- Набор заданий -
a – Изложите фрагмент о восточных портах в двух предложениях.
b – Выпишите из фрагмента о восточных портах все имена людей.
c – Продолжите фрагмент о восточных портах, начав сразу после его последнего предложения.

Тор, Кусейр и другие порты, от которых теперь сохранились разве лишь названия, тогда были оживленными, шумными, многолюдными городами, в них теснились толпы людей из всех стран и гаваней Востока[134]. В них слышались все языки Азии, Европы и Африки. В них можно было увидеть самую невероятную роскошь и любой порок — жизнь там ценилась дешево, и человек легко мог затеряться или вообще исчезнуть бесследно. К тому же христианин в глазах мусульманина был не лучше собаки, а для благочестивых, но невежественных европейцев, в свою очередь, последователи Магомета и другие язычники были зверями, лишенными души, которых следует убивать без всякой пощады и угрызений совести. Но вообще это был очень странный мир, ибо, несмотря на такую жестокую, непримиримую вражду, несмотря на национальную и религиозную рознь, все эти восточные люди встречались на общей почве, чтобы заключить сделку, надуть друг друга, ограбить или честно поторговаться, но с неизменной целью извлечь из встречи выгоду. Даже церковь с ее могущественной властью старалась поощрять эту торговлю, и Рим издал буллу[135], согласно которой итальянцам разрешалось иметь дело непосредственно с неверными Черкесские мамелюки — султаны Египта, — более веротерпимые, чем прежние магометанские властители, исходя из корыстных интересов, заглушавших религиозные соображения, приняли предложение христиан и открыли ворота своего государства ненавистным неверным, прежде всего венецианцам. Тогда сам Козимо Медичи направил своего посла в Каир и добился у султана таких же торговых привилегий, какими пользовались венецианцы. Вот в этом-то бурлящем и опасном водовороте международной торговли и политики и появились португальские эмиссары со своим самым безобидным грузом — muito mel (много меда), как выразился Франсишку Алвариш.

- Учебный материал -
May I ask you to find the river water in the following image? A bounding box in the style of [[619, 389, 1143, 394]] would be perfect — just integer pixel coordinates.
==
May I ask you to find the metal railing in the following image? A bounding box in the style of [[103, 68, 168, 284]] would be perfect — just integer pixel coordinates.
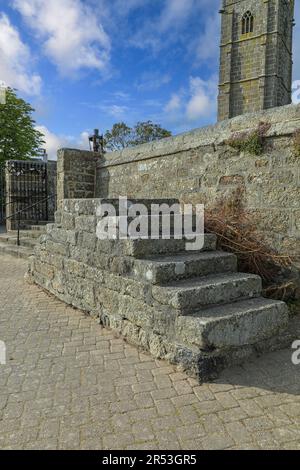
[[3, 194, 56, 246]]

- Ответы -
a – Тор, Кусейр и другие порты были тогда оживленными многолюдными городами, где люди разных стран и вер, несмотря на непримиримую вражду, сходились ради выгоды. Церковь поощряла эту торговлю, мамелюкские султаны Египта открыли свое государство христианам, прежде всего венецианцам, и в этот водоворот торговли и политики прибыли португальские эмиссары.

b – Магомет, Козимо Медичи, Франсишку Алвариш

c –
В те дни, когда туда приехали Ковильян и Пайва, Александрия была многолюдна, как никогда раньше. Падение Константинополя в 1453 году нанесло генуэзским торговым колониям на Черном море смертельный удар, и к 1475 году от них уже ничего не осталось. Множество торговцев, лишившихся своих богатств, повернули свои корабли к Александрии; и теперь, когда торговля Египта стала такой же, а может быть и более оживленной, чем в те времена, когда он являлся житницей Римской империи, Александрия разрослась так, что вышла далеко за пределы своих древних границ. Климат там нездоровый, санитарные условия ужасны, так как, хотя фараоны, греки и римляне и построили систему канализации и обеспечили снабжение чистой водой, все это давно разрушилось и пришло в упадок. Несмотря на то, что Александрия была городом международного значения, это было гиблое место, рассадник чумы во всем мире — торговцы, путешественники и моряки, уезжая из Александрии, распространяли болезни повсюду.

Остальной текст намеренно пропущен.